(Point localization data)
========

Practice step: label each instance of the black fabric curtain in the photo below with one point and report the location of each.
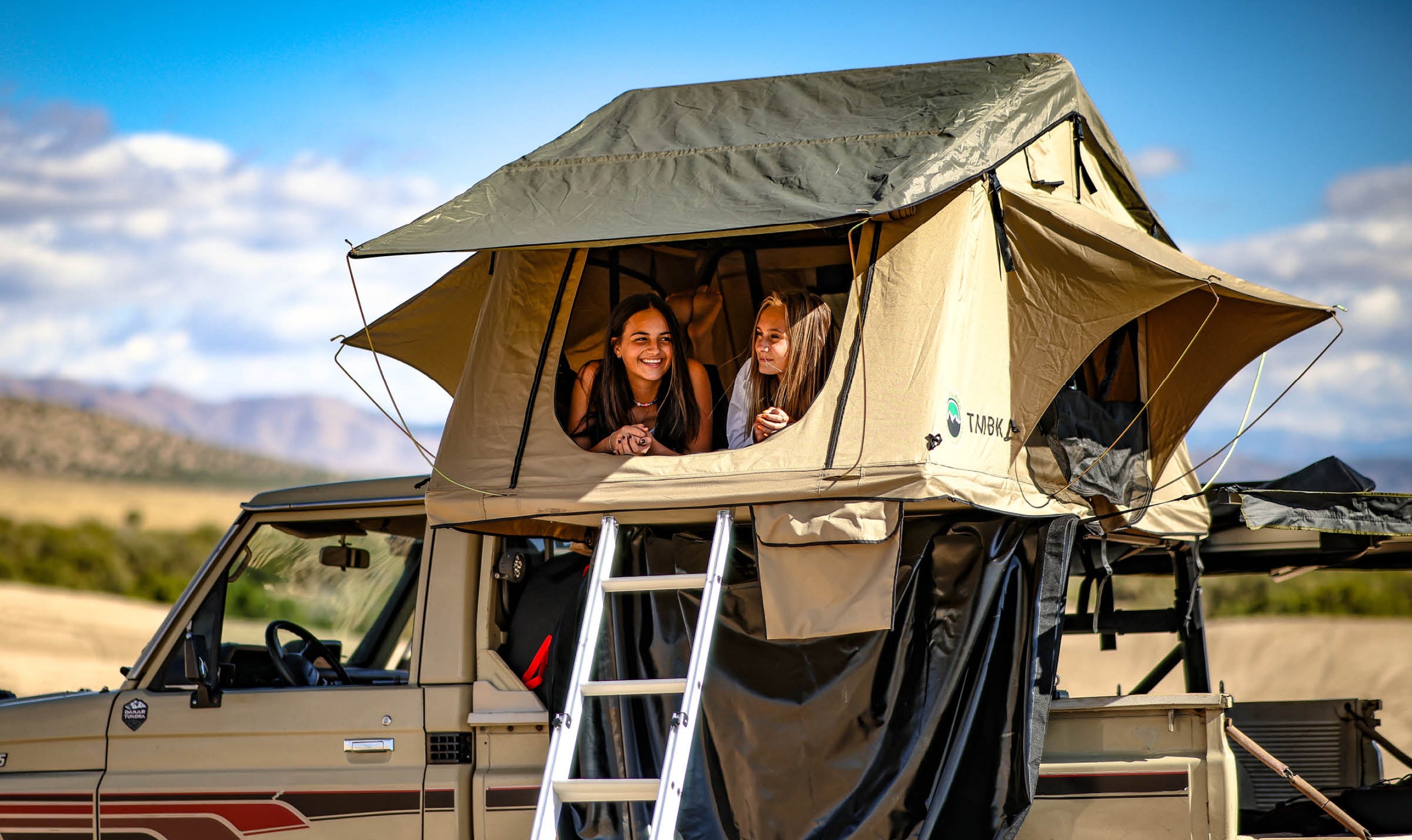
(930, 730)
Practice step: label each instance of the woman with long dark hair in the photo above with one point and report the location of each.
(644, 397)
(792, 348)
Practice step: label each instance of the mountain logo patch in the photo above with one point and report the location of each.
(135, 715)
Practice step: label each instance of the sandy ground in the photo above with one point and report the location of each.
(54, 640)
(64, 502)
(1277, 658)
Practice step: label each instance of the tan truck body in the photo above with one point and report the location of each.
(461, 747)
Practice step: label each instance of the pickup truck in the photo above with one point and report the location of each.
(335, 670)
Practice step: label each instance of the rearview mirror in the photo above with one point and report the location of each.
(345, 557)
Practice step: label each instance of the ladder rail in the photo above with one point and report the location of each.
(684, 724)
(565, 730)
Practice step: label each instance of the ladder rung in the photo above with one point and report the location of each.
(616, 688)
(606, 789)
(654, 582)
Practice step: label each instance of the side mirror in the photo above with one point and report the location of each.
(345, 557)
(201, 672)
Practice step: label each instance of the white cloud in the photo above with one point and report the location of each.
(1357, 253)
(160, 259)
(1158, 161)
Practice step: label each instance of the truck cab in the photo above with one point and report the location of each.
(337, 670)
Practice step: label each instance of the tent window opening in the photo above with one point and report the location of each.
(1093, 439)
(698, 303)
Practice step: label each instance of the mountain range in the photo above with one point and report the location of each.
(349, 441)
(312, 431)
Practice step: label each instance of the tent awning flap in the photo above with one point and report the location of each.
(756, 153)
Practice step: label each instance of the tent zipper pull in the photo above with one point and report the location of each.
(997, 214)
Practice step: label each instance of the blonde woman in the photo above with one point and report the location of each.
(794, 344)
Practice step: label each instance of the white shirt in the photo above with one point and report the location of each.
(737, 417)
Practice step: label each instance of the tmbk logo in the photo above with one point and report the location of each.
(954, 415)
(985, 424)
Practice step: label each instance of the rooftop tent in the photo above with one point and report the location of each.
(689, 160)
(990, 240)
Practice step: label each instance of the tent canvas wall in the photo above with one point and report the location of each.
(941, 338)
(1000, 262)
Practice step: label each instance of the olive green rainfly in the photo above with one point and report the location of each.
(766, 153)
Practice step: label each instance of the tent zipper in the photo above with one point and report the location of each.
(1081, 173)
(997, 214)
(538, 368)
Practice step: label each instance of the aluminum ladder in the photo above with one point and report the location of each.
(557, 787)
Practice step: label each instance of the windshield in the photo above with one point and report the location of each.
(279, 574)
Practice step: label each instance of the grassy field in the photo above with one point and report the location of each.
(166, 507)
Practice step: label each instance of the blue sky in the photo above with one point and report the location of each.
(1267, 102)
(175, 181)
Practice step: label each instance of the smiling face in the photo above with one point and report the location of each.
(772, 341)
(646, 346)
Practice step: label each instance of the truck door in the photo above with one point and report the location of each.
(290, 704)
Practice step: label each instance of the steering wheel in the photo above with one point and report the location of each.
(312, 650)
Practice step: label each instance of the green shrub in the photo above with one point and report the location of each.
(151, 565)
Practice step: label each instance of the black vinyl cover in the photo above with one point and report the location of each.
(932, 729)
(1326, 496)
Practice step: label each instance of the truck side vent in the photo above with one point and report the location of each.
(451, 749)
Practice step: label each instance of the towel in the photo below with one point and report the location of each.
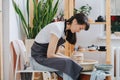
(98, 75)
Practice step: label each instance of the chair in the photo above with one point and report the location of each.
(22, 60)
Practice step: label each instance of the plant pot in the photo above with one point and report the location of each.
(28, 44)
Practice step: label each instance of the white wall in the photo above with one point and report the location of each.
(11, 31)
(87, 38)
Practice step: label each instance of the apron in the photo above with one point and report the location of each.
(65, 65)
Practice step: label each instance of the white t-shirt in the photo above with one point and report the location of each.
(56, 28)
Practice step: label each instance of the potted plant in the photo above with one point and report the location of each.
(84, 9)
(44, 12)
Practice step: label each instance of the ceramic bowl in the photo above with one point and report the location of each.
(104, 67)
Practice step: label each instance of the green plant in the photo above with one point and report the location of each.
(44, 12)
(84, 9)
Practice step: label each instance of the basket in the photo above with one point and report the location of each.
(88, 65)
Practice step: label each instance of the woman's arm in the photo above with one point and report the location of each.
(52, 48)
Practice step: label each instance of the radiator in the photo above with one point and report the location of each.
(115, 56)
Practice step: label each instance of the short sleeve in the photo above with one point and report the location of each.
(56, 31)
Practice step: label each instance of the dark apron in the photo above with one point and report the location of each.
(68, 66)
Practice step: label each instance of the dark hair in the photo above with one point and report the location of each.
(81, 19)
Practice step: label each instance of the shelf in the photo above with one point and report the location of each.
(97, 22)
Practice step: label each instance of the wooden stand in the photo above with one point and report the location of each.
(87, 77)
(68, 12)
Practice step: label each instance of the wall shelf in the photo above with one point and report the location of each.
(97, 22)
(113, 37)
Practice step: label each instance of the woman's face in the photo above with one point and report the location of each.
(75, 27)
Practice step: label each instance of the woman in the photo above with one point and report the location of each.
(44, 49)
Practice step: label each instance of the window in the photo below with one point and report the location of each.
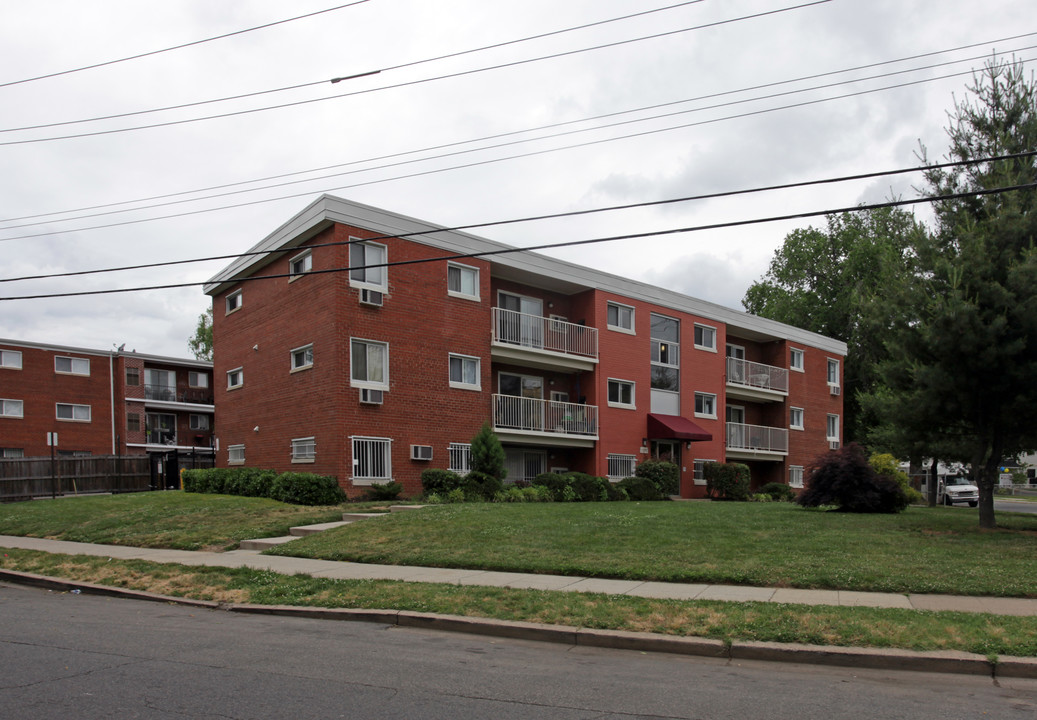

========

EXERCISE DIRECTIONS |
Starting with the line that holds "Practice step: label each instance of the wooden", return each line exactly through the final line of the entries above; pictures are not part of the output.

TASK RESULT |
Practice step: label each instance of the wooden stand in the photo above with one point and report the location of each.
(87, 77)
(68, 12)
Practice step: label each instance of the wall shelf in the photo above with one point and report the location of each.
(97, 22)
(113, 37)
Practice step: label each instance of the woman's face in the photo above with one point and report the location of each.
(75, 27)
Practice step: label each instance of the woman in the photo above with one point and report the location of each.
(44, 49)
Practice step: label each instance of the window in the photo below with one point and report the location of each.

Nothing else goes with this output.